__Your assignment__:
The expected answer is the data below, retyped exactly.

__Input__:
^^^^^^^^

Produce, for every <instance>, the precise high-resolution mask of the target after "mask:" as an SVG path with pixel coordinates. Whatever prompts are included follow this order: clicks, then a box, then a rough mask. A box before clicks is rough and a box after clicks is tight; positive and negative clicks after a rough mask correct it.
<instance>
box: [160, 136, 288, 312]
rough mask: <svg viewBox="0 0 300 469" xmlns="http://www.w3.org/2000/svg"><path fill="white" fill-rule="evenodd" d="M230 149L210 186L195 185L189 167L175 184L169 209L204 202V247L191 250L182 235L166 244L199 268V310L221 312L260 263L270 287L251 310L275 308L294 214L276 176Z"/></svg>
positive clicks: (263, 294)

^^^^^^^^

__Answer box__:
Produce, for every <instance>, the precise high-resolution mask of the target after "mask:" as an SVG path with pixel coordinates. Whatever prompts are included follow this order: clicks, then a box, then a rough mask. A box before clicks is rough and a box after clicks is tight; positive and negative clicks after a rough mask correct it.
<instance>
box: [160, 136, 288, 312]
rough mask: <svg viewBox="0 0 300 469" xmlns="http://www.w3.org/2000/svg"><path fill="white" fill-rule="evenodd" d="M230 149L210 186L195 185L189 167L175 184L169 209L204 202V247L191 250L182 235L166 244L199 268V310L221 312L260 263L270 287L251 310L275 308L294 214L276 176Z"/></svg>
positive clicks: (263, 294)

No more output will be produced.